Planning Section Chief Rob Janik informed that there were 2 to 3 COVID-19 patients per day for ambulance for the last week which was anticipated through the end of August given the offset of the curves between diagnosis and hospitalization. He stated they were paying attention to conservation of supplies because they were limited. He said they were trying to have a sense of what was happening at the ground level and anticipating any possible changes that would need to be made in order to continue to offer the same level of service. He cautioned false optimism and that just because the numbers went down, it was a snapshot and in order to figure out if it was a dip or a lowering in the case rate would only be able to be said retrospectively.
Sitka School District Superintendent Frank Hauser reported the continuation of preparing for the upcoming school year of in person instruction in the fall. He said layered mitigation protocols would continue from those that were pioneered last year. He told of aligning district alert levels with the City and Borough of Sitka. Hauser stated that there would be listening sessions for staff and families next week.
Anne Davis, Sitka Tribe of Alaska (STA) stated that their employees working from home policy was extended an additional two weeks and that their offices were closed to the public.

........

▶ **REQUIRED ACTIONS**:
- 1) From the COVID-19 update, copy the stretch from "Anne Davis, Sitka" through "to the public." word for word.
- 2) List the full name of every person mentioned in the COVID-19 update.

▶ **SUPPLIED RECORDS**:
........

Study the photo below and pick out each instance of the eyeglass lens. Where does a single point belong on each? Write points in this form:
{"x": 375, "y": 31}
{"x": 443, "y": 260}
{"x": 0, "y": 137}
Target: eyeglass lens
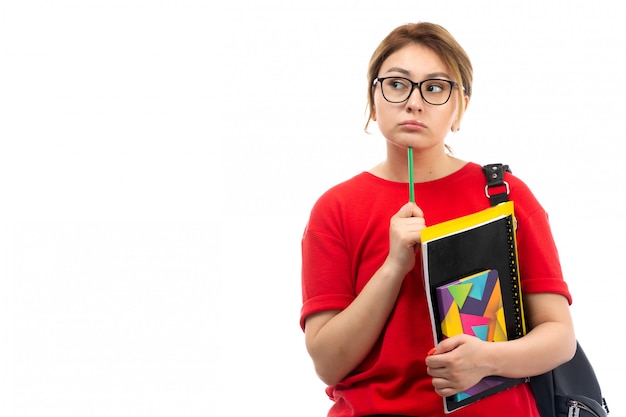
{"x": 397, "y": 90}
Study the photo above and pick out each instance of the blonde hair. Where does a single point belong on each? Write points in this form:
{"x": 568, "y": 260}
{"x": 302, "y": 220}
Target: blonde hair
{"x": 440, "y": 41}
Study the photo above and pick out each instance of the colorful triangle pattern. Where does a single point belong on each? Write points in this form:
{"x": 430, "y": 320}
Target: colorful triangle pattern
{"x": 473, "y": 305}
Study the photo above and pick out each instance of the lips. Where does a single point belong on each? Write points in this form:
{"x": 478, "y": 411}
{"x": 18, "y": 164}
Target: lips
{"x": 412, "y": 125}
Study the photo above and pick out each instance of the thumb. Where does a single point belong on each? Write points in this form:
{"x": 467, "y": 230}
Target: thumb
{"x": 410, "y": 210}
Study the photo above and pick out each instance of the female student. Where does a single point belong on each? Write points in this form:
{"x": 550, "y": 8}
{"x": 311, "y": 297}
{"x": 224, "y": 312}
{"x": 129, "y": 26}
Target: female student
{"x": 365, "y": 314}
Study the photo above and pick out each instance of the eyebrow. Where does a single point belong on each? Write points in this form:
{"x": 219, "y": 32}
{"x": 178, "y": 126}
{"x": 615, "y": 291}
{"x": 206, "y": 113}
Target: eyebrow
{"x": 431, "y": 75}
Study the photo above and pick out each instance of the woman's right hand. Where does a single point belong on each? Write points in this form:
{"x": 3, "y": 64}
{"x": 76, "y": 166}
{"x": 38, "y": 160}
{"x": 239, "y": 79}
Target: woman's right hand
{"x": 405, "y": 232}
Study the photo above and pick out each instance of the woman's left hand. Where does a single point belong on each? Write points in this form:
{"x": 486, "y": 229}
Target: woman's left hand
{"x": 458, "y": 363}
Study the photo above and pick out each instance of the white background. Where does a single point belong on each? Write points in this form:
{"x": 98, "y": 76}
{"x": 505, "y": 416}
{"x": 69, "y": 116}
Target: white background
{"x": 158, "y": 161}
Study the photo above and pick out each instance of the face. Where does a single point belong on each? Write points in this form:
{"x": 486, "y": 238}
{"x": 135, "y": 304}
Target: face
{"x": 414, "y": 122}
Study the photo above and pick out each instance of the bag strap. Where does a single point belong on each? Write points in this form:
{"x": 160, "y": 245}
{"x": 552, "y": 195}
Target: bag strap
{"x": 496, "y": 190}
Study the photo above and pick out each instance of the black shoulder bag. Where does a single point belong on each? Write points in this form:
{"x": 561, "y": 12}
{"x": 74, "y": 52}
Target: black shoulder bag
{"x": 572, "y": 389}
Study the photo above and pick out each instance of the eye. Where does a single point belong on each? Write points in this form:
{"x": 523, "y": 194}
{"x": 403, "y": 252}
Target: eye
{"x": 436, "y": 86}
{"x": 398, "y": 84}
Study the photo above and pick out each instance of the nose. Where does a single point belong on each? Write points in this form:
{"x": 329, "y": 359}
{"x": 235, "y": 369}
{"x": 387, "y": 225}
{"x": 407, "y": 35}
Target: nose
{"x": 415, "y": 102}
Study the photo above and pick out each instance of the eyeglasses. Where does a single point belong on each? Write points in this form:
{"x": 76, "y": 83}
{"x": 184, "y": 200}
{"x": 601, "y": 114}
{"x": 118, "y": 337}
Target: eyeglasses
{"x": 435, "y": 91}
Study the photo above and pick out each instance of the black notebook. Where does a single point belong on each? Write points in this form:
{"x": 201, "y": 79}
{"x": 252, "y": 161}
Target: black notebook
{"x": 472, "y": 284}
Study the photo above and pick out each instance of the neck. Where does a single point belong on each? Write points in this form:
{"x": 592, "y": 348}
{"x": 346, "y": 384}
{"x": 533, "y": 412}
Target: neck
{"x": 427, "y": 165}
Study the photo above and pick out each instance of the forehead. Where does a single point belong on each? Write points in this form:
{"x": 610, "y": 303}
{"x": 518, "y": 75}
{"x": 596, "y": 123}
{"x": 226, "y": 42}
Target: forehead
{"x": 414, "y": 60}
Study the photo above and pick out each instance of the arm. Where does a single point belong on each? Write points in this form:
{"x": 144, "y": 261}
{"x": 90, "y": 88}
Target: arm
{"x": 338, "y": 341}
{"x": 461, "y": 361}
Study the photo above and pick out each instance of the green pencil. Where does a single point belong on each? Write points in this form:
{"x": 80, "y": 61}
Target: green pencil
{"x": 411, "y": 183}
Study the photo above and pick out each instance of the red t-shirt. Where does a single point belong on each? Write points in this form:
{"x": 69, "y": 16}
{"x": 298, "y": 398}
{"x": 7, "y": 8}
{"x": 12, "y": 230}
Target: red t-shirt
{"x": 346, "y": 240}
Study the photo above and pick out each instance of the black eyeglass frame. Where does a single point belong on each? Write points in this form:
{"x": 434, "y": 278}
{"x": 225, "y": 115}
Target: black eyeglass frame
{"x": 419, "y": 88}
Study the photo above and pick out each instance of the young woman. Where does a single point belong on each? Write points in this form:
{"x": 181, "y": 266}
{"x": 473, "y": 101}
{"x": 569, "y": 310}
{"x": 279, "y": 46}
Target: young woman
{"x": 364, "y": 313}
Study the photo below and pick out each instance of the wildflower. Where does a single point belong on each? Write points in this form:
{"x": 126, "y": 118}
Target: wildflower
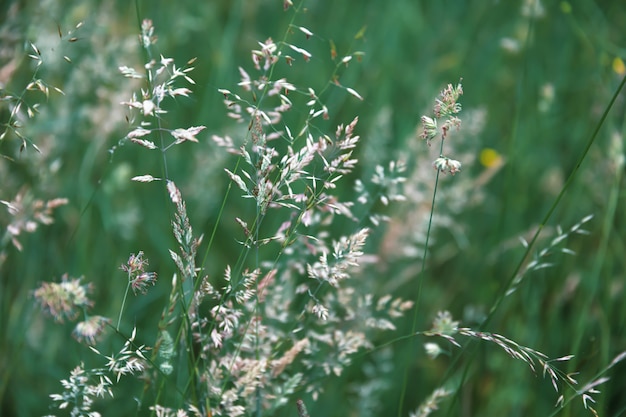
{"x": 443, "y": 324}
{"x": 88, "y": 331}
{"x": 429, "y": 128}
{"x": 432, "y": 350}
{"x": 444, "y": 165}
{"x": 63, "y": 300}
{"x": 140, "y": 280}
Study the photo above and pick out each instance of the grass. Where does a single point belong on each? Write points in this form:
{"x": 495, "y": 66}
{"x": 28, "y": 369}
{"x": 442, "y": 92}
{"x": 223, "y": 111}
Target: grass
{"x": 535, "y": 94}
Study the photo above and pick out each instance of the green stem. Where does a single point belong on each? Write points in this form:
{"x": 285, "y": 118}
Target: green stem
{"x": 119, "y": 320}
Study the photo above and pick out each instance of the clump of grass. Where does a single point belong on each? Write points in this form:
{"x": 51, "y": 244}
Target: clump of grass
{"x": 294, "y": 309}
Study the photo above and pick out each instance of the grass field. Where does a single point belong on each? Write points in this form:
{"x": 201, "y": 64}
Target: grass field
{"x": 282, "y": 258}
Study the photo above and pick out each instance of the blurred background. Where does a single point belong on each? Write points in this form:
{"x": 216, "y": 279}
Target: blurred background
{"x": 537, "y": 78}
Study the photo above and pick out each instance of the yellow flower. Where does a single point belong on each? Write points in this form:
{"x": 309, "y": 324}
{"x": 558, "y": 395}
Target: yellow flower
{"x": 618, "y": 66}
{"x": 490, "y": 158}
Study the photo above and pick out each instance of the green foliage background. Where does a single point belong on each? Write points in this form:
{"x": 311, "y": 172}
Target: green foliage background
{"x": 412, "y": 50}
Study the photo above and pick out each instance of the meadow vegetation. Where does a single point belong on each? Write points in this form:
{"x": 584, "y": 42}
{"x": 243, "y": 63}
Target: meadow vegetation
{"x": 312, "y": 208}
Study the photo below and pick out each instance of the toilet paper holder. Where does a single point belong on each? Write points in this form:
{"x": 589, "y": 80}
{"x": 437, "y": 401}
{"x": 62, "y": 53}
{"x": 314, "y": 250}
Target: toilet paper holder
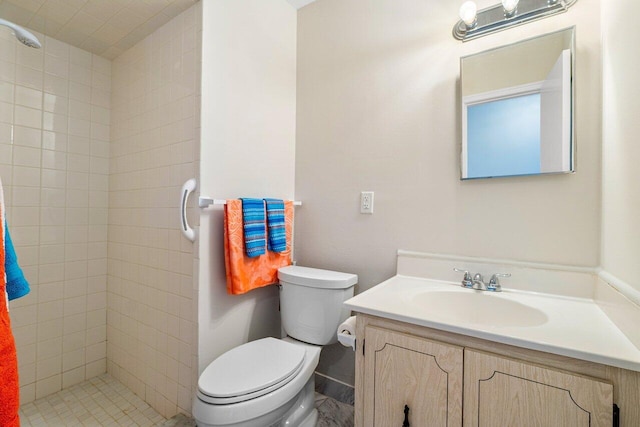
{"x": 347, "y": 333}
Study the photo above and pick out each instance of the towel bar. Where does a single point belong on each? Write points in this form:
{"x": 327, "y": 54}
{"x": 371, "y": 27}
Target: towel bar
{"x": 204, "y": 202}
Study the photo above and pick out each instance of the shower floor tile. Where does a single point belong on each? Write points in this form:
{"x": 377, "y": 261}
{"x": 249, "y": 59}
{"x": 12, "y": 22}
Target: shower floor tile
{"x": 104, "y": 402}
{"x": 100, "y": 401}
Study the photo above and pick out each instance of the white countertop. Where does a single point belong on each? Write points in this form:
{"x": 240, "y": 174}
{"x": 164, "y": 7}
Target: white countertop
{"x": 567, "y": 326}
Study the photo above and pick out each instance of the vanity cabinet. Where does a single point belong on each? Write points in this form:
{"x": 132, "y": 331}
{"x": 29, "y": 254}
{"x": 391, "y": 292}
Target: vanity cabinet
{"x": 504, "y": 392}
{"x": 421, "y": 375}
{"x": 430, "y": 371}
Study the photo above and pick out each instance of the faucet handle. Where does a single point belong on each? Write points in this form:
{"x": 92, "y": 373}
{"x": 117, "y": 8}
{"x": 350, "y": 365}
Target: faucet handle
{"x": 494, "y": 282}
{"x": 467, "y": 282}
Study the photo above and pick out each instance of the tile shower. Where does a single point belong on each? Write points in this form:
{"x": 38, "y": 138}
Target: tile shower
{"x": 92, "y": 156}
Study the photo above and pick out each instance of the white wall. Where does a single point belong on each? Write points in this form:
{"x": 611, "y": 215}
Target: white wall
{"x": 247, "y": 150}
{"x": 378, "y": 109}
{"x": 620, "y": 148}
{"x": 54, "y": 163}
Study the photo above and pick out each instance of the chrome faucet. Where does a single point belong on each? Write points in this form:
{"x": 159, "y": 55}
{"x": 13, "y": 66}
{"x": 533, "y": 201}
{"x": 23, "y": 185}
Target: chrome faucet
{"x": 466, "y": 280}
{"x": 477, "y": 282}
{"x": 494, "y": 282}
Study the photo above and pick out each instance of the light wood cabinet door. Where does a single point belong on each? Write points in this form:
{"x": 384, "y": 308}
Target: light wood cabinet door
{"x": 401, "y": 369}
{"x": 504, "y": 392}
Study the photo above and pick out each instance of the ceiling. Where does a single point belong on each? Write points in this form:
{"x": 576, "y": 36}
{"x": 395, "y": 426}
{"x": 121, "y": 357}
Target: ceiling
{"x": 104, "y": 27}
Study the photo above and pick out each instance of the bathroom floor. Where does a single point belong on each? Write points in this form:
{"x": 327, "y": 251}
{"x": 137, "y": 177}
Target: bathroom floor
{"x": 103, "y": 401}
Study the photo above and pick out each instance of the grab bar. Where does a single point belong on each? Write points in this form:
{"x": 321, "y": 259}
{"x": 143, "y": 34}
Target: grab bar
{"x": 187, "y": 189}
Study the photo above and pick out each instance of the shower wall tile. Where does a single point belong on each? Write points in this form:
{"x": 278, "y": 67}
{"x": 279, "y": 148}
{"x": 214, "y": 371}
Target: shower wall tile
{"x": 49, "y": 123}
{"x": 154, "y": 149}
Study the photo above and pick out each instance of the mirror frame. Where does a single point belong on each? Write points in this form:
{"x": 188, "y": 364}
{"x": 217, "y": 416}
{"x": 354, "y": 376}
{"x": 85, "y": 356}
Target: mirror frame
{"x": 572, "y": 138}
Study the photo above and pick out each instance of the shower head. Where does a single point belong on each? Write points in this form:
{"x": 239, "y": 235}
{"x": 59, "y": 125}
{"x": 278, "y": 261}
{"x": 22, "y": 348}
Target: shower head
{"x": 23, "y": 36}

........

▶ **ANSWERS PER TASK**:
- 1)
Anne Davis, Sitka Tribe of Alaska (STA) stated that their employees working from home policy was extended an additional two weeks and that their offices were closed to the public.

- 2) Rob Janik, Frank Hauser, Anne Davis